** Görev Listesi **
**a)** Blog metnine göre amca, şampanyanın telini çevirmek için cebinden ne çıkarıyor?
**b)** Blog metnini kaldığı yerden sürdürün.

** Verilen Blog Metni **
--------------------------------

Karanlığın çökmesini bekledik. Sanırım orada adet öyle. Neyse saat 20:00 oldu bizde yavaştan evden dışarı çıktık. Köy meydanında bir sürü insan. Bir yandan İzmirli Taylan'dan inciler dökülüyor bir yandan da oradan oraya koşan veletler..

Nişan törenine sıra gelince, babam yüzükleri taktı. Bana da şampanyayı patlatma görevi düştü. Bir heyecan yaptım. Yüzlerce kişi bakıyor onun stresi birde açılmayan şampanya teli!* Ben ışık görmüş geyik yavrusu gibi kalmışken bir amca yetişti. Ben açarım oldu. Amcaya bak gözüne tutma, tıpası fırlıyor bla blaaası yaparken amca hızlı bir şekilde penseyi cebinden çıkardı. Gözlerini kısıp yan tuttuğu sigaranın esrarengiz havası ile o teli çevirmeye başladı. Tel koptu tıpa fırlamadı. Herkes bize bakıyor. Babamın rezil ettin bizi bakışları falan. Ben amca tıpayı parmağınla fırlat dememe kalmadan, amcanın kafayı sıyırıp geçen tıpa gökyüzünde bir yerlere fırladı gitti. Şampanyadan sadece çıkan ufacık beyaz köpük dolayısıyla dumur olmamızda yanımıza kar kaldı sanırım..

Bir nişan töreni de kazasız belasız atlattık. Çok şükür =)

p.s: Şampanyayı pense ile patlatmaya çalışan amcaya koca bir alkış!! =) Patlattı ya, ona da şükür
Oha! Şampanya mı kaldı, görgüsüzlük diyenlere de ayrıca selam ederim.

Lay
Çatı katı yazıları
17 Mayıs 2010

Mayıs 19, 2010

Pazar günü sendromu

İp atlarken düşmeyi özledim ben.. Freni olmayan bisikletimi.. Işıklı ayakkabımı giyince kendimi uzaylı hissetmeyi.. Alt komşumuz Canan'ı özledim.. Bakkaldan leblebi tozu alıp onla boğulmayı.. Sekseğin 8 ile değil 40 ile oynandığı zamanları.. Yakar topun bana çarpıp yakar top olmanın hakkını vermesini.. Tanımadığım teyzelerin sıcak poğaçalarını.. Sepetle sokağa salınan soğuk suları.. Merdiven altlarında yenen öğlen yemeklerini.. Oyun arkadaşlarımı.. Her seferinde küsüp ertesi gün neye küstüğümü hatırlamadığım arkadaşlıkları.. Sanırım ben, ben olmayı özledim..

--------------------------------

** Sağlanan Malzeme **
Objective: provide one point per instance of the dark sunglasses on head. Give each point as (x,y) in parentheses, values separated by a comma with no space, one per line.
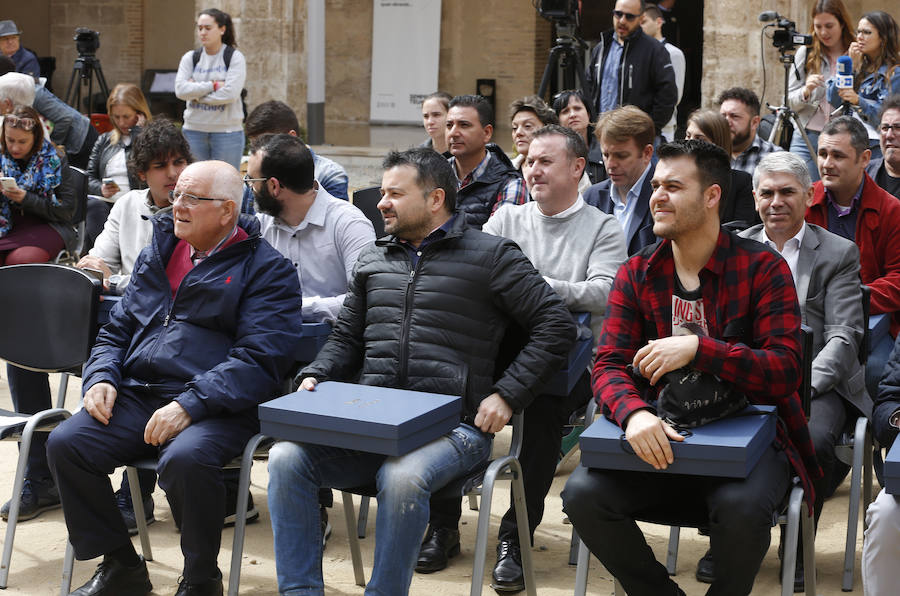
(19,122)
(625,15)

--------------------------------

** Görev Yanıtları **
**a)** Cebinden bir pense çıkarıyor.

**b)**
Ahh yine 8 yaşında olsam ya =)

Bak artık büyüdüm.. Bu kelimeyi hiç sevemedim.. Koca kız olmuşum.. Arkadaşlarım var yine.. Ama küsülünce ertesi gün yerine başkasının geçebileceği arkadaşlar.. Sıkı dostlarım var.. Sayıca oldukça azlar.. Her geçen gün azalıyorlar.. Elimde karakalem yerine tükenmez kalem.. Yazdıklarım yaptıklarım gibi silinmiyor..

Ahh..

Özlüyorum.. Belki de bu yüzdendir, yarını merak etmiyorum.. Ne yani güne$ daha parlak olunca bu kasım sabahında ip atlamak için sokağa mı, çıkacağım.. Hava sıcakmış diye sevinme nedenlerim bile değişti.. Hava sıcak.. O zaman hadi ben pazar kahvaltısı yapayım.. Bak bir tek bu değişmedi.. Halen bütün aile her pazar sabahı beraber kahvaltı yapıyoruz.. Çizgi film bulursak eğer abimlerle yaşımıza bakmadan izliyoruz.. Evin en küçüğü olmak harikulade..

Güzel pazarlar ki sana Lay!! =)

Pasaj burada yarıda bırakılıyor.